Copy every one of the rows below word for word, omitting the pictures.

Collection entries
· · · · · · ·

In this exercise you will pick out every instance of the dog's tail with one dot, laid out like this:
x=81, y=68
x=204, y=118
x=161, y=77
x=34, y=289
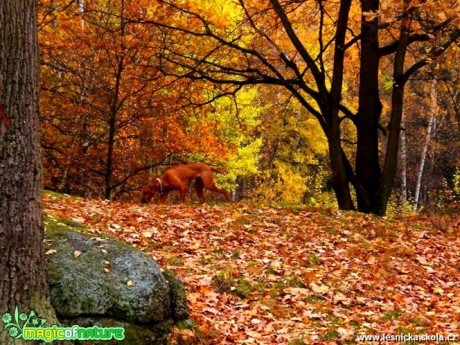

· · · · · · ·

- Task response:
In this exercise you will pick out every instance of the dog's tail with one dot, laid out like this:
x=81, y=68
x=204, y=118
x=161, y=77
x=34, y=289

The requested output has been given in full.